- TEXTE
—————

Le président du Yémen s'enfuit en Arabie saoudite

Le président Ali Abdullah Saleh a quitté le Yémen dimanche matin et a trouvé refuge dans un hôpital militaire à Riyad, capitale de l'Arabie saoudite, mettant apparemment fin à 33 années de régime autoritaire. Il était accompagné par une demi-douzaine de membres en vue du gouvernement, tous blessés dans une même explosion survenue vendredi dans une mosquée du complexe présidentiel à Sanaa, la capitale yéménite.

Il a été indiqué que 31 membres de sa famille élargie vont rejoindre Saleh dans ce qui semble être un exil à long terme. Cependant son fils Ahmed et plusieurs de ses neveux, qui dirigent l'élite militaire des forces spéciales et les services de renseignement, sont restés au Yémen, s'accrochant encore aux rênes du pouvoir.

Le vice-président du pays, Abd al-Rab Mansur al-Hadi, a pris en charge la fonction de chef d'Etat. Sa première rencontre, avant même toute discussion avec les militaires yéménites et les fils et neveux de Saleh, a eu lieu avec l'ambassadeur américain au Yémen, Gerald Feierstein, qui semble donc être le décideur de fait à Sanaa.

Saleh n'a pas formellement démissionné, mesure qui nécessiterait une nouvelle élection présidentielle dans les 60 jours en application de la constitution yéménite. Mais des dizaines de milliers de Yéménites se sont rendus en foule Place du Changement à Sanaa, devant l'Université de Sanaa, et dans d'autres lieux de manifestation dans tout le pays, pour célébrer son départ.

Saleh est le troisième dirigeant de longue date arabe à être démis depuis que le mouvement populaire au Moyen-Orient et en Afrique du Nord a éclaté en Tunisie. Il rejoint l'ancien président tunisien Zine el Abidine Ben Ali, également en exil en Arabie saoudite, et l'ancien président égyptien Hosni Moubarak, actuellement emprisonné dans un hôpital militaire dans la station balnéaire de Charm el-Cheikh.

—————

- LISTE DES TÂCHES
**A.** Dressez la liste de toutes les personnes que l'article sur la fuite du président yéménite désigne par leur nom.
**B.** D'après l'article sur la fuite du président yéménite, qui le vice-président a-t-il rencontré en premier après avoir pris la fonction de chef d'État ?
**C.** Rédigez la suite de l'article sur la fuite du président yéménite, à partir de sa dernière phrase.

- DONNÉES DISPONIBLES

—————

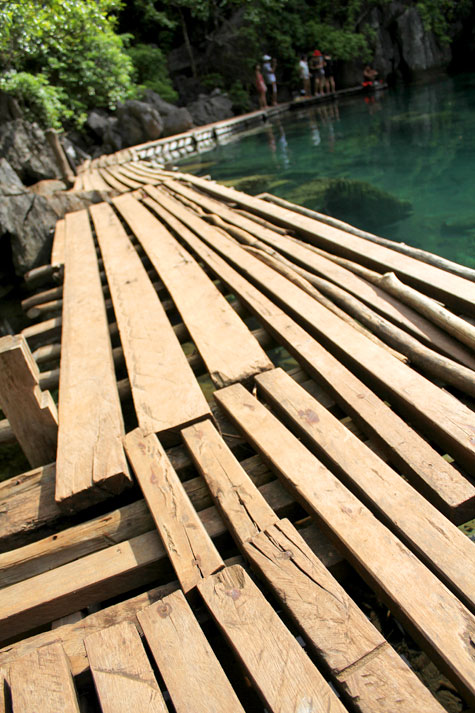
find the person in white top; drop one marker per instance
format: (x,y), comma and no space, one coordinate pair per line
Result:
(304,75)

—————

- RÉPONSES
**A.** Ali Abdullah Saleh, Ahmed, Abd al-Rab Mansur al-Hadi, Gerald Feierstein, Zine el Abidine Ben Ali, Hosni Moubarak

**B.** Il a d'abord rencontré l'ambassadeur américain au Yémen, Gerald Feierstein.

**C.**
Les circonstances entourant le départ de Saleh du Yémen sont obscures et peuvent donner lieu à de multiples interprétations. Le rapport officiel des faits par le gouvernement yéménite est que les milices tribales contrôlées par la famille de Sadiq al-Ahmar, chef de la tribu Hashed, la plus importante du pays, ont procédé à des tirs de roquettes sur le complexe présidentiel au cours de la prière du vendredi, tuant 11 membres de la garde de Saleh et blessant la plus grande partie des personnalités en vue du gouvernement, y compris Saleh, le Premier ministre Ali Mohammed Mujawar, vice-Premier ministre, le gouverneur de Sanaa, et les principaux dirigeants du parlement fantoche du pays.

Les médias occidentaux ont largement fait écho à cette thèse, ne divergeant que sur le point de savoir si une roquette ou un obus de mortier était à l'origine du dommage. Un article de McClatchy News Service, toutefois, relève les contradictions de la thèse. Voici ce qu'on peut y lire :

« Saleh a été blessé vendredi, ainsi que de nombreuses personnalités d'importance, lors d'une explosion qui s'est produite à la mosquée du complexe présidentiel du Yémen. La cause de l'explosion demeure inconnue. Des responsables yéménites ont initialement fait porter la responsabilité de l'attaque par les forces loyales à la puissante famille Ahmar.

« La famille Ahmar, cependant, a nié toute culpabilité. Certains ont fait valoir que l'attaque contre le complexe présidentiel avait bénéficié de complicité interne. Le complexe de Saleh, communément considéré comme le bâtiment le plus sécurisé de la capitale, se trouve dans le sud de la ville, loin du quartier nord de Hasaba où les affrontements s'étaient concentrés."

Cette lecture des événements suggère plusieurs autres possibilités, y compris une tentative de putsch interne au sein de l'armée yéménite, peut-être encouragée ou dirigée par l'Arabie saoudite, qui s'est ouvertement retournée contre le gouvernement Saleh à la suite du refus par Saleh, à trois reprises, d'exécuter des accords organisant sa démission, accords négociés par le Conseil de coopération du Golfe dominé par l'Arabie Saoudite .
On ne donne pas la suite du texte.